*Exercise aim*.
Reproduce all of the data that follows, character for character.

*Provided records*.

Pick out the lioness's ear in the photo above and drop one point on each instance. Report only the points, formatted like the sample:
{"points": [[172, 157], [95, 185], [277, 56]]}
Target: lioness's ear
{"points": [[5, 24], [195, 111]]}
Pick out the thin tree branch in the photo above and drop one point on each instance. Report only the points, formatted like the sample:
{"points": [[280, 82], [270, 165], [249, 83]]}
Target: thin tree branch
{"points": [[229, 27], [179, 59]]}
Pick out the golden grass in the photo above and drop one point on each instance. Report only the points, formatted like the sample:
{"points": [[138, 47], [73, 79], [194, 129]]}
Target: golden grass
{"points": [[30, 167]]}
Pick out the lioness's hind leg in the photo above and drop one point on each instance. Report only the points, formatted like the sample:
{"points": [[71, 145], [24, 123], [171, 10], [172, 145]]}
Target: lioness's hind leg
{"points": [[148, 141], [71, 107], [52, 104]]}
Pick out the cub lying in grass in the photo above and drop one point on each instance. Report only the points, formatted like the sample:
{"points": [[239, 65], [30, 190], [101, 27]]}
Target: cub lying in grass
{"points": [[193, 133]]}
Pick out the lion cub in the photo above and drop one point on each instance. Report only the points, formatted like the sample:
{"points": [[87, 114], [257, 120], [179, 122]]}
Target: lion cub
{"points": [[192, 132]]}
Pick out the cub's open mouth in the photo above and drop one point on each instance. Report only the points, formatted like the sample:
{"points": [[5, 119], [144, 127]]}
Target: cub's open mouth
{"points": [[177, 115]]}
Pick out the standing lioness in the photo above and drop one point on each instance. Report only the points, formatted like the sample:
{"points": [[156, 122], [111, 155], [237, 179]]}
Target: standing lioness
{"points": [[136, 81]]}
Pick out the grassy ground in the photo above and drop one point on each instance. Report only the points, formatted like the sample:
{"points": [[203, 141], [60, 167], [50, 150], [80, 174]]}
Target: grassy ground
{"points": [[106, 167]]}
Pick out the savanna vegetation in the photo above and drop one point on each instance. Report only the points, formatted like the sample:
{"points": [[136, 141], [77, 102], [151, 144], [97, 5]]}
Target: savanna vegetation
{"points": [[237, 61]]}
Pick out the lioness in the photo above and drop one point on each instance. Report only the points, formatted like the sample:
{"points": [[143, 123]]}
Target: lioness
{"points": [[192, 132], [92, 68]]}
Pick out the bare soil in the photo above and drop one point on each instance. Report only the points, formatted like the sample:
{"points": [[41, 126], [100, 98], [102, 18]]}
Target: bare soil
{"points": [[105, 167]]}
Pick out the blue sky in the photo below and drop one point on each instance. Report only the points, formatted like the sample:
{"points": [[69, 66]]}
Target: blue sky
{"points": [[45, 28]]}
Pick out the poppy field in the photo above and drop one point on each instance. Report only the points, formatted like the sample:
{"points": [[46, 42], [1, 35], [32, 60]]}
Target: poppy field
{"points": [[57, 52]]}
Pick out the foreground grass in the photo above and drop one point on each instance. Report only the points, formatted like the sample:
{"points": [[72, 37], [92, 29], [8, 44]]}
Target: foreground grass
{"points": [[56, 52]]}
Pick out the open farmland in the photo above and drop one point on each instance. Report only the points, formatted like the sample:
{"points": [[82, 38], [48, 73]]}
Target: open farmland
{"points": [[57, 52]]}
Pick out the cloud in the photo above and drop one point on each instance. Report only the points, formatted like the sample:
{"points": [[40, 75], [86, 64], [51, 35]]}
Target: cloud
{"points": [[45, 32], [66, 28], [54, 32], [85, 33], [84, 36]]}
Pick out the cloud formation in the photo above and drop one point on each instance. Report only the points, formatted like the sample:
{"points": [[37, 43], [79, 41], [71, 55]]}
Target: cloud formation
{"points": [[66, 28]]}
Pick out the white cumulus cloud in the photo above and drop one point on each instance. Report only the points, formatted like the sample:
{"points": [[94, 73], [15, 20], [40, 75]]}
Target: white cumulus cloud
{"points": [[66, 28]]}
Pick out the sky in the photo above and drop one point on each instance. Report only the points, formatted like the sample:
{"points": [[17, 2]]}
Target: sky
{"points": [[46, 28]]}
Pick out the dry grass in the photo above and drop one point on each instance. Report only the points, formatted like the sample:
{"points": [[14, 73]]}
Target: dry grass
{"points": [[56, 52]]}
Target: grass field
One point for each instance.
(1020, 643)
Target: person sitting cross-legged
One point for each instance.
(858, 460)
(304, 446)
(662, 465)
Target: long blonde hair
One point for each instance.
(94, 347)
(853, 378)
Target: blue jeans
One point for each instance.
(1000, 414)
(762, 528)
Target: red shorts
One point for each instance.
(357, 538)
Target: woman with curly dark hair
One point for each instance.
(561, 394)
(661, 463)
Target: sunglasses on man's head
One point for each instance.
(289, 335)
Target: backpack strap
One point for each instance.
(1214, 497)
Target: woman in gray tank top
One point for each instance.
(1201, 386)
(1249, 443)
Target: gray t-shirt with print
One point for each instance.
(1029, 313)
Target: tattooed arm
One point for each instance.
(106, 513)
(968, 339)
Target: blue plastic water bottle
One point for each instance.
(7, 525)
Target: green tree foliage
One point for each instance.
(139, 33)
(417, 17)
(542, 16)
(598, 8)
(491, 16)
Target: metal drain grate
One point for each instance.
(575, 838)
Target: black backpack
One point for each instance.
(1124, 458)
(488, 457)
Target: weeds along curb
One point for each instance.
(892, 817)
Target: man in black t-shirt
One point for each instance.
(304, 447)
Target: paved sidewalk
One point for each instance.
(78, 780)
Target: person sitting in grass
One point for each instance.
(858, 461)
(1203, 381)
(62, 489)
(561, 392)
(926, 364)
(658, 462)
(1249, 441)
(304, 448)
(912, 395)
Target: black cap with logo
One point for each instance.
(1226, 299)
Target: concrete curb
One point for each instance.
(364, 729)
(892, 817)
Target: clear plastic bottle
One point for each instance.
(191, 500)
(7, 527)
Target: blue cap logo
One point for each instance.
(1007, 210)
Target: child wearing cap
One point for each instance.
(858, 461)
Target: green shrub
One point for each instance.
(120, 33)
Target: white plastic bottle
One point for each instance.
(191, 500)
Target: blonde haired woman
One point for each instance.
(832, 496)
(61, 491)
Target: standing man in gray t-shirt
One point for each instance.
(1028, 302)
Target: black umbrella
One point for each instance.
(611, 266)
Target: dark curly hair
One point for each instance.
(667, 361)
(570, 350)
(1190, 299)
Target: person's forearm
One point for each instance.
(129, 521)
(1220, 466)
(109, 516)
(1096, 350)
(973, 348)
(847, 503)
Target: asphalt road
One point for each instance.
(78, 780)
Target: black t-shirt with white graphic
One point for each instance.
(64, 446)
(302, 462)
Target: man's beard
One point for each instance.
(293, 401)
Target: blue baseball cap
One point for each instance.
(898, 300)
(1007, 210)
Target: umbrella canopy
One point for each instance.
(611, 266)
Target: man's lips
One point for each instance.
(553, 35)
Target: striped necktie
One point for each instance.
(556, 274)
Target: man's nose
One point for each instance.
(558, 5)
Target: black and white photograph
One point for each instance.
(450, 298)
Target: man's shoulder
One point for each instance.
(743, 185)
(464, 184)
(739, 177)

*Final answer*.
Pick out the lioness's ear in the photo above and drop one point on each instance. Report only the points, formatted like the sample:
{"points": [[172, 157], [95, 185], [277, 56]]}
Target: lioness's ear
{"points": [[5, 24], [195, 111]]}
Pick out the thin tree branch in the photo above and drop one point on each instance. Report only the points, formatted like the sample:
{"points": [[280, 82], [270, 165], [249, 83]]}
Target: thin tree branch
{"points": [[229, 27], [179, 59]]}
Pick out the golden grass in the photo above and drop one point on each instance. Report only the points, formatted like the sample:
{"points": [[138, 47], [73, 79], [194, 129]]}
Target: golden grass
{"points": [[30, 167]]}
Pick out the lioness's hind leg in the photo above and drop one point on each instance. Report only the points, formatted like the sample:
{"points": [[71, 145], [24, 123], [171, 10], [172, 145]]}
Target: lioness's hind leg
{"points": [[148, 141], [71, 107], [52, 104]]}
Pick out the cub lying in grass in the photo above and drop one point on each instance. Report only the points, formatted like the sample:
{"points": [[239, 65], [30, 190], [101, 27]]}
Target: cub lying in grass
{"points": [[193, 133]]}
Pick out the lion cub in the photo above and drop one point on each instance. Report only the points, formatted like the sample:
{"points": [[87, 114], [257, 120], [179, 122]]}
Target: lion cub
{"points": [[192, 132]]}
Pick out the cub's open mouth in the photo above and drop one point on each instance. Report only the points, formatted like the sample:
{"points": [[5, 119], [144, 127]]}
Target: cub's open mouth
{"points": [[177, 115]]}
Pick out the standing lioness in the photo above and drop one point on each instance. Report only the points, formatted like the sample:
{"points": [[156, 122], [111, 155], [237, 179]]}
Target: standing lioness
{"points": [[136, 81]]}
Pick out the grassy ground in the photo above and drop one point on each instance. Report only the points, formatted like the sample:
{"points": [[203, 141], [60, 167], [50, 150], [80, 174]]}
Target: grassy ground
{"points": [[106, 167]]}
Pick out the savanna vegetation in the photo above and drop one point on each instance. Report only the points, formatted like the sample:
{"points": [[136, 141], [77, 102], [151, 144], [97, 5]]}
Target: savanna vegetation
{"points": [[237, 61]]}
Pick out the lioness in the photo above and drop one point on each instance. Report only the points, formatted like the sample:
{"points": [[143, 123]]}
Target: lioness
{"points": [[192, 132], [92, 68]]}
Pick out the bare soil in the photo above and drop one point on each instance. Report only the points, formatted like the sample:
{"points": [[41, 126], [100, 98], [102, 18]]}
Target: bare soil
{"points": [[105, 167]]}
Pick out the blue sky in the photo below and drop one point on each instance. Report only the points, formatted like the sample:
{"points": [[69, 66]]}
Target: blue sky
{"points": [[45, 28]]}
Pick out the poppy field in the photo above and drop one point on each instance. Report only the points, formatted like the sample:
{"points": [[46, 42], [1, 35], [32, 60]]}
Target: poppy field
{"points": [[57, 52]]}
Pick out the foreground grass in the photo above and drop one point on each instance. Report only the points, formatted like the sample:
{"points": [[72, 37], [92, 29], [8, 44]]}
Target: foreground grass
{"points": [[56, 52]]}
Pick out the open farmland in the photo above and drop one point on each instance. Report only the points, formatted like the sample:
{"points": [[82, 38], [48, 73]]}
Target: open farmland
{"points": [[57, 52]]}
Pick out the cloud in the photo above and drop one point on each instance. Report only the points, formatted like the sample:
{"points": [[40, 75], [86, 64], [51, 35]]}
Target: cloud
{"points": [[45, 32], [66, 28], [54, 32], [85, 33], [84, 36]]}
Pick out the cloud formation in the photo above and drop one point on each instance. Report only the points, formatted like the sample:
{"points": [[37, 43], [79, 41], [71, 55]]}
Target: cloud formation
{"points": [[66, 28]]}
Pick out the white cumulus cloud in the photo above and drop one point on each instance. Report only the points, formatted like the sample:
{"points": [[94, 73], [15, 20], [40, 75]]}
Target: white cumulus cloud
{"points": [[66, 28]]}
Pick out the sky in the photo above and drop one point on each instance. Report only the points, formatted like the sample:
{"points": [[17, 2]]}
Target: sky
{"points": [[46, 28]]}
Pick out the dry grass in the photo above and drop one point on each instance. Report only the points, formatted like the sample:
{"points": [[14, 73]]}
Target: dry grass
{"points": [[56, 52]]}
Target: grass field
One point for each instance.
(1020, 643)
Target: person sitting cross-legged
One point for each instance.
(858, 460)
(304, 446)
(662, 465)
Target: long blonde hair
One point for each instance.
(94, 347)
(853, 378)
Target: blue jeans
One point for each instance.
(1000, 414)
(762, 528)
Target: red shorts
One point for each instance.
(357, 538)
Target: woman with curly dark hair
One point for each instance.
(561, 394)
(661, 463)
Target: sunglasses on man's head
One point for each instance.
(289, 335)
Target: backpack strap
One point for each instance.
(1214, 497)
Target: woman in gray tank top
One point for each instance.
(1201, 386)
(1249, 443)
Target: gray t-shirt with print
One point for each instance.
(1029, 313)
Target: tattooed arm
One point for each instance.
(106, 513)
(968, 339)
Target: blue plastic water bottle
One point for each instance.
(7, 525)
Target: green tree foliage
One point for each instance.
(139, 33)
(417, 17)
(542, 16)
(598, 8)
(491, 16)
Target: metal drain grate
One point for each instance.
(575, 838)
Target: black backpack
One point for each instance.
(1124, 458)
(488, 457)
Target: weeds along curb
One point for each instance.
(892, 817)
Target: man in black t-shirt
One point for each instance.
(304, 447)
Target: paved sidewalk
One point for each instance.
(78, 780)
Target: person sitting in grass
One point for each instance.
(858, 461)
(1203, 381)
(62, 489)
(561, 392)
(926, 364)
(658, 462)
(1249, 441)
(304, 448)
(912, 395)
Target: black cap with logo
One point for each instance.
(1226, 299)
Target: concrete curb
One point for each instance.
(364, 729)
(892, 817)
Target: clear plastic bottle
One point for each instance.
(191, 500)
(7, 527)
Target: blue cap logo
One point for each instance.
(1007, 210)
Target: child wearing cap
One point for each instance.
(858, 461)
Target: green shrub
One point for each instance.
(120, 33)
Target: white plastic bottle
One point for each instance.
(191, 500)
Target: blonde haired woman
One point for each instance.
(832, 496)
(61, 491)
Target: standing man in gray t-shirt
One point for each instance.
(1028, 302)
Target: black umbrella
One point for each instance.
(611, 266)
Target: dark curly hair
One point for each instance.
(667, 361)
(570, 350)
(1190, 299)
Target: person's forearm
One point for each instance.
(129, 521)
(1220, 466)
(109, 516)
(1096, 350)
(973, 348)
(847, 503)
Target: asphalt road
One point for each instance.
(78, 780)
Target: black t-shirt with white graphic
One point for each instance.
(64, 446)
(302, 462)
Target: man's beard
One point for each instance.
(293, 401)
Target: blue baseball cap
One point for each instance.
(898, 300)
(1007, 210)
Target: umbrella canopy
One point for each instance.
(611, 266)
Target: man's lips
One point for each instance.
(553, 35)
Target: striped necktie
One point for each instance.
(556, 274)
Target: man's nose
One point for each instance.
(558, 5)
Target: black and white photograph
One point for each instance.
(450, 298)
Target: man's shoulder
One point for each instance.
(743, 185)
(464, 184)
(739, 177)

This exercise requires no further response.